• _Aim_
Reproduce verbatim the passage of the Old Faithful article that opens with the words "Old Faithful Geyser –" and closes with "of its eruptions.".

Yellowstone’s most famous attraction, the Old Faithful Geyser, is on the very top of the ‘must-see’ list of every Yellowstone National Park visitor, together with the Grand Prismatic Spring. But what makes this geyser so unique and what to expect when visiting the Old Faithful?
If you have any questions about the Old Faithful – what makes it famous, where and how to see it in action, how often it erupts, or are looking for practical information for your visit – then this article is for you.
In this post, you can find historic information and some fun facts about the Old Faithful geyser, as well as our experience-based tips for visiting this stunning natural wonder. In addition, you’ll find answers to all the frequently asked questions that we ourselves also had before visiting the Old Faithful area in Yellowstone. In this article, you can also find some tips for visiting the Old Faithfull Inn. Find out!
TIP: If you are looking for more tips for exploring the Old Faithful area, make sure to also check our detailed guide to the Upper Geyser Basin (Old Faithful area).
Old Faithful Geyser – Introduction
Back in 1870, three explorers from the Washburn Expedition traveled down Wyoming’s Firehole River, where they came across the spectacular sight of an erupting geyser. After studying it for some time, a member of the expedition party – Nathaniel Langford – named the geyser Old Faithful. This name was given due to the regularity of its eruptions.
The first geyser ever to be named, the Old Faithful continues to erupt at regular intervals to this day. Now a must-see attraction, Old Faithful – along with the hundreds of other geysers and geothermal features of the region – gave rise to the establishment of the Yellowstone National Park in 1872.
Yellowstone was America’s first National Park. It now attracts over 3 million visitors every year.
Interesting fact: Some sources mention Yellowstone as the world’s oldest national park. However, over a century before that, in 1778, Mongolia established the oldest-known nature reserve, Bogd Khan Uul.

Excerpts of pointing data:
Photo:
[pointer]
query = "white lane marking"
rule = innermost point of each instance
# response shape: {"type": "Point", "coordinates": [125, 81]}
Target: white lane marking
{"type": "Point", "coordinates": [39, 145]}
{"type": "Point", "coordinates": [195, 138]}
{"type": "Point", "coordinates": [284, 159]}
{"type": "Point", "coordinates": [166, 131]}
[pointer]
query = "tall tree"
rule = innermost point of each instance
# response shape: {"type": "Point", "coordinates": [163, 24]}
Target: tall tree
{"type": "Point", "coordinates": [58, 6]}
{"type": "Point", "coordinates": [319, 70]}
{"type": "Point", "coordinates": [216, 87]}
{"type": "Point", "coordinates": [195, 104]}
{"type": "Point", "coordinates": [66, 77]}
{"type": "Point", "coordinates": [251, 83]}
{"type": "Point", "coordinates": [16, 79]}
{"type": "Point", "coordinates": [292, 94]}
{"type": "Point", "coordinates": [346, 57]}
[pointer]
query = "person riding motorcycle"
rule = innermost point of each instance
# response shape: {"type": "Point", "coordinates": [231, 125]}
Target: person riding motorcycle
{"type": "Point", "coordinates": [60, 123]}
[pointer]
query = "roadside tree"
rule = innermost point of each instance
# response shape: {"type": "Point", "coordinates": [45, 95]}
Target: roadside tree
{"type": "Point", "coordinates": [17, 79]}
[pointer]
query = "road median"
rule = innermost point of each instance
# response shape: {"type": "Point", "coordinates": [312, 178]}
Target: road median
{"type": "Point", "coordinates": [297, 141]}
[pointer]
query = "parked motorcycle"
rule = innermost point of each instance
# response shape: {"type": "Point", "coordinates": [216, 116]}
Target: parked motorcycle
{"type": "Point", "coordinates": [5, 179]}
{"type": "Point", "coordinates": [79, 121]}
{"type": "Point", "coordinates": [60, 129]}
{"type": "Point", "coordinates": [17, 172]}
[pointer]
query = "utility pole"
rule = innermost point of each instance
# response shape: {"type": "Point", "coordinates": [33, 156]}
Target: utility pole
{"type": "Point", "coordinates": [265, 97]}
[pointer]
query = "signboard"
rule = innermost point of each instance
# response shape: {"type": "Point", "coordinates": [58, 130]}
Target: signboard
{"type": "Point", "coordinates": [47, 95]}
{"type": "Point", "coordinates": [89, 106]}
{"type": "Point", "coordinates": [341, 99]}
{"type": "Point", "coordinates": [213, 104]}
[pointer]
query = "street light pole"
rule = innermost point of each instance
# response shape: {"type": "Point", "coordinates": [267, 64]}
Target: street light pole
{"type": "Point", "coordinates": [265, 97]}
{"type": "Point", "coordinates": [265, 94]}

• _Expected output_
Old Faithful Geyser – Introduction
Back in 1870, three explorers from the Washburn Expedition traveled down Wyoming’s Firehole River, where they came across the spectacular sight of an erupting geyser. After studying it for some time, a member of the expedition party – Nathaniel Langford – named the geyser Old Faithful. This name was given due to the regularity of its eruptions.